● TASK PROMPT
Repeat each line of the material exactly.

Records from a point labeling set:
****************************************
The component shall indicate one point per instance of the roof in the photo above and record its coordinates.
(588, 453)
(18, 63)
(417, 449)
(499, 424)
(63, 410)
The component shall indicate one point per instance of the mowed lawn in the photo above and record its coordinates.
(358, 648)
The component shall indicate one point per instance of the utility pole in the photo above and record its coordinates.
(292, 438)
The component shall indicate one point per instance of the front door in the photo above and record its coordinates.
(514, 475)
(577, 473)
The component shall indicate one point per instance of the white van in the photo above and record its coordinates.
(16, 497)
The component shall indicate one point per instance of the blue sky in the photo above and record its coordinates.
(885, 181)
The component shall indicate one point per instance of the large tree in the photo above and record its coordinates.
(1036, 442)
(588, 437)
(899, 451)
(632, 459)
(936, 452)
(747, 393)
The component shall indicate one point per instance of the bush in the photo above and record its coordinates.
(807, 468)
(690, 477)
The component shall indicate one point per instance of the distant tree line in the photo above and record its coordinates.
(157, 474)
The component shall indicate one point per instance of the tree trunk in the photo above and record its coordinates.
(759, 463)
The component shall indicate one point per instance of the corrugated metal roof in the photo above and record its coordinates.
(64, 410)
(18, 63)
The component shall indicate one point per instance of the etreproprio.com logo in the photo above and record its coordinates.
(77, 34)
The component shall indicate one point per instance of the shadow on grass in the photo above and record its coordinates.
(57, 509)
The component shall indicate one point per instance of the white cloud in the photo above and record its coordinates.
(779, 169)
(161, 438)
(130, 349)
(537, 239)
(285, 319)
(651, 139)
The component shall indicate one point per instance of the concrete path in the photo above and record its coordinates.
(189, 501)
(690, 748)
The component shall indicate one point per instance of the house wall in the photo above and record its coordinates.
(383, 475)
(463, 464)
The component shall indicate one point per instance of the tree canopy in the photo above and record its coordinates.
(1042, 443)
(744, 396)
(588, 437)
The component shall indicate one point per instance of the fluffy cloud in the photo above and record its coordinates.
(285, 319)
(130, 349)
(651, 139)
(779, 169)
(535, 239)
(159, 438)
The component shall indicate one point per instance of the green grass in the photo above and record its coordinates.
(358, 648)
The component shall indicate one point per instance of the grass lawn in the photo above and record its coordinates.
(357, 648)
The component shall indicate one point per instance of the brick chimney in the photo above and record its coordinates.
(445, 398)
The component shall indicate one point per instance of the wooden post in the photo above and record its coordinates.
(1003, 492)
****************************************
● EXERCISE ANSWER
The component shall indicate one point per instance of the roof in the photo above and record its coordinates.
(588, 453)
(18, 63)
(417, 449)
(499, 424)
(63, 410)
The component shall indicate one point per instance of the mowed lawn in the photo above and record its coordinates.
(358, 648)
The component shall indicate one point per instance of the utility pole in the photo above and record its coordinates.
(292, 438)
The component shall indicate one point per instance of the front door in the photo above and record its coordinates.
(514, 475)
(577, 473)
The component shall indicate one point per instance of the white van in the photo above and record its coordinates.
(16, 497)
The component shall indicate one point per instance of the blue sky in the photo above and record its coordinates.
(885, 181)
The component shall indicate one point per instance of the large tree in the photo above and record its coordinates.
(1036, 442)
(588, 437)
(899, 451)
(632, 459)
(936, 452)
(747, 393)
The component shall indicate one point per instance of the bush in the photo above and record its coordinates.
(807, 468)
(690, 477)
The component shall indicate one point per instance of the distant tree line in the photo above and record its coordinates.
(157, 474)
The component shall indicate one point per instance of the tree trunk in the photo above and record its coordinates.
(759, 463)
The component shall indicate one point per instance of the corrugated metal roof in the photo above and record its coordinates.
(64, 410)
(18, 63)
The component shall indicate one point per instance of the etreproprio.com logo in the photo above and record its coordinates.
(77, 34)
The component shall indicate one point per instance of the shadow on grass in the photo above and record its coordinates.
(57, 509)
The component shall indicate one point per instance of the white cloud in the photo above and record its coordinates.
(779, 169)
(161, 438)
(130, 349)
(537, 239)
(285, 319)
(651, 139)
The component shall indicate one point per instance of the concrete path in the photo above and record its coordinates.
(189, 501)
(690, 748)
The component shall indicate one point per instance of the house wall in the photo above and record its coordinates.
(383, 475)
(463, 464)
The component shall indicate one point per instance of the tree canopy in the photo above and record its coordinates.
(1042, 443)
(744, 396)
(588, 437)
The component shall indicate one point per instance of the fluffy cloud in the photo above and record its coordinates.
(285, 319)
(130, 349)
(651, 139)
(779, 169)
(535, 239)
(159, 438)
The component shall indicate one point per instance of the green grass in the photo above and record its coordinates.
(358, 648)
The component shall indicate one point per instance of the grass lawn in the photo above and record its coordinates.
(357, 648)
The component shall indicate one point per instance of the brick chimney in the photo above and record its coordinates.
(445, 398)
The component shall indicate one point per instance of the wooden post in the photo above and record its coordinates.
(1003, 492)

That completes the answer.